Dataset entries:
----

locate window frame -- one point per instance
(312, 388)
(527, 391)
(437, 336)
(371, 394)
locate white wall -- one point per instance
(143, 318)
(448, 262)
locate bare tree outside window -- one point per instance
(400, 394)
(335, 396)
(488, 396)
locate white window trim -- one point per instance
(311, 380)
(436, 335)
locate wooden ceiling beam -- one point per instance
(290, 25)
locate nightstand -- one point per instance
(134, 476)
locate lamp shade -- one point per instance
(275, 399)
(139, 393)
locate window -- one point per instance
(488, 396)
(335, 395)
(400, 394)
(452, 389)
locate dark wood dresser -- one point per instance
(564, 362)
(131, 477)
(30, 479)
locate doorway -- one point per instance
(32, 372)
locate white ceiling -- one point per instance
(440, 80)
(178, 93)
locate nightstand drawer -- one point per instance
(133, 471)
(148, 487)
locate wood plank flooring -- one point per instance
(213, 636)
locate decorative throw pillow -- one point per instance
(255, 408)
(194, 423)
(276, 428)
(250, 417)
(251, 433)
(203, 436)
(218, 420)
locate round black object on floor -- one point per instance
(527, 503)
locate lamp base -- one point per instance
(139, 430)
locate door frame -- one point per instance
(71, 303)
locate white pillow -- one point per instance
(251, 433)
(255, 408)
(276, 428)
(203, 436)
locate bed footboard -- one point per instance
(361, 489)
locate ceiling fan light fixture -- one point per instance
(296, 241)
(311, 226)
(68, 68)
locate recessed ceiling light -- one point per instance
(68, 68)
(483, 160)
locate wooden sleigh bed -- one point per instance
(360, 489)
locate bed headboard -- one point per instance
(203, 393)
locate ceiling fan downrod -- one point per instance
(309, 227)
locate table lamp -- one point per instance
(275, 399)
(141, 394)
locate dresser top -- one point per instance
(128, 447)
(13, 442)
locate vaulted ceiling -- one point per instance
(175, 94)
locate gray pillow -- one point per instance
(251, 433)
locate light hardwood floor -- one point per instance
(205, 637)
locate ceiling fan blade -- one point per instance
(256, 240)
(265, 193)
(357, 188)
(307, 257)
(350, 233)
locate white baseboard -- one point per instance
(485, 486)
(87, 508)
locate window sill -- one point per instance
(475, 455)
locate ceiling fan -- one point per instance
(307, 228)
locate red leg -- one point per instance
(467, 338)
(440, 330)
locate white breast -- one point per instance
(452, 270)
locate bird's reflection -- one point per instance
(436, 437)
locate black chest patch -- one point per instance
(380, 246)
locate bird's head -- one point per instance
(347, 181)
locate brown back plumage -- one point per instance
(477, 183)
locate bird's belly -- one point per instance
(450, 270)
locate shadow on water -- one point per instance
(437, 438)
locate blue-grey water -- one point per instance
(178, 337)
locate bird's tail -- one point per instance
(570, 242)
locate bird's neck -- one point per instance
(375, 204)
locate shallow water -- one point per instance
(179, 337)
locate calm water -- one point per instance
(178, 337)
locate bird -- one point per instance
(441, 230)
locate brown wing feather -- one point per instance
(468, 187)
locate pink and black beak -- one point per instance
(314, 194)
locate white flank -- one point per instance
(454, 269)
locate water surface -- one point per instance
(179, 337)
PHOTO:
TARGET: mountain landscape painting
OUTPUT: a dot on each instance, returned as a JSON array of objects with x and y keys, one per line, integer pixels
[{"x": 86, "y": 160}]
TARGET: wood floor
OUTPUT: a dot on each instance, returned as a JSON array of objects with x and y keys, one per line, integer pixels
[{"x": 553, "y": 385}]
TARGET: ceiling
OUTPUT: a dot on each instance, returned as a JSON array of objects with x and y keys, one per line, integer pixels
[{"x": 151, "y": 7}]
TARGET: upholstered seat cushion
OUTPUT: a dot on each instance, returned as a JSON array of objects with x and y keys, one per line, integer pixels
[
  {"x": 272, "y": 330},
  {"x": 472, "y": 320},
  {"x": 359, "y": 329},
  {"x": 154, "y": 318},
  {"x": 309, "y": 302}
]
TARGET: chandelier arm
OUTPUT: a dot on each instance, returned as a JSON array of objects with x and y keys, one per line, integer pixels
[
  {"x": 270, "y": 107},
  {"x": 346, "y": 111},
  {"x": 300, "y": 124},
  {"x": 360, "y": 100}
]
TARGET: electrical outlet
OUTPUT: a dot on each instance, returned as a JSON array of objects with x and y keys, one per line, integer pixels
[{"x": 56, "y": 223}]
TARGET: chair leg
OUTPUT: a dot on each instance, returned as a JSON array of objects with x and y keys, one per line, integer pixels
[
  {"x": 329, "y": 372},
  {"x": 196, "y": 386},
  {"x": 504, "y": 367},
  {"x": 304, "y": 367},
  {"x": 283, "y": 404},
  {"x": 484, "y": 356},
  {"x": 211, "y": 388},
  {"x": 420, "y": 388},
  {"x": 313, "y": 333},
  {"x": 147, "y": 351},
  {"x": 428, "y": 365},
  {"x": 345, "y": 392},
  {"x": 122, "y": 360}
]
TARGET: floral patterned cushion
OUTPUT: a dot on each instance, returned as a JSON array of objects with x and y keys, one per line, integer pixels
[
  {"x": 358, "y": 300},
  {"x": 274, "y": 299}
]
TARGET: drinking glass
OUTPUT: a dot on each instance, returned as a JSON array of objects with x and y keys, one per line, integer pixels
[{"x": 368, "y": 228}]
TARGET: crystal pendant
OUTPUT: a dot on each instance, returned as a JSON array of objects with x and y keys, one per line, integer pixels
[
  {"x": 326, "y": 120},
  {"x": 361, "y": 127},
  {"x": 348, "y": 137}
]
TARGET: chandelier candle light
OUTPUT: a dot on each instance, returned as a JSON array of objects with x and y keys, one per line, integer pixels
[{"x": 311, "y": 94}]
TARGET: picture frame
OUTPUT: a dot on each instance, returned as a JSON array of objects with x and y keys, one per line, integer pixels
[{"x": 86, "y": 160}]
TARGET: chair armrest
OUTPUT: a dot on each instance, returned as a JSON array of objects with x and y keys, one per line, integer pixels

----

Exercise: Write only the number of lines in the records that contain the string "cushion".

Output of the exercise: 2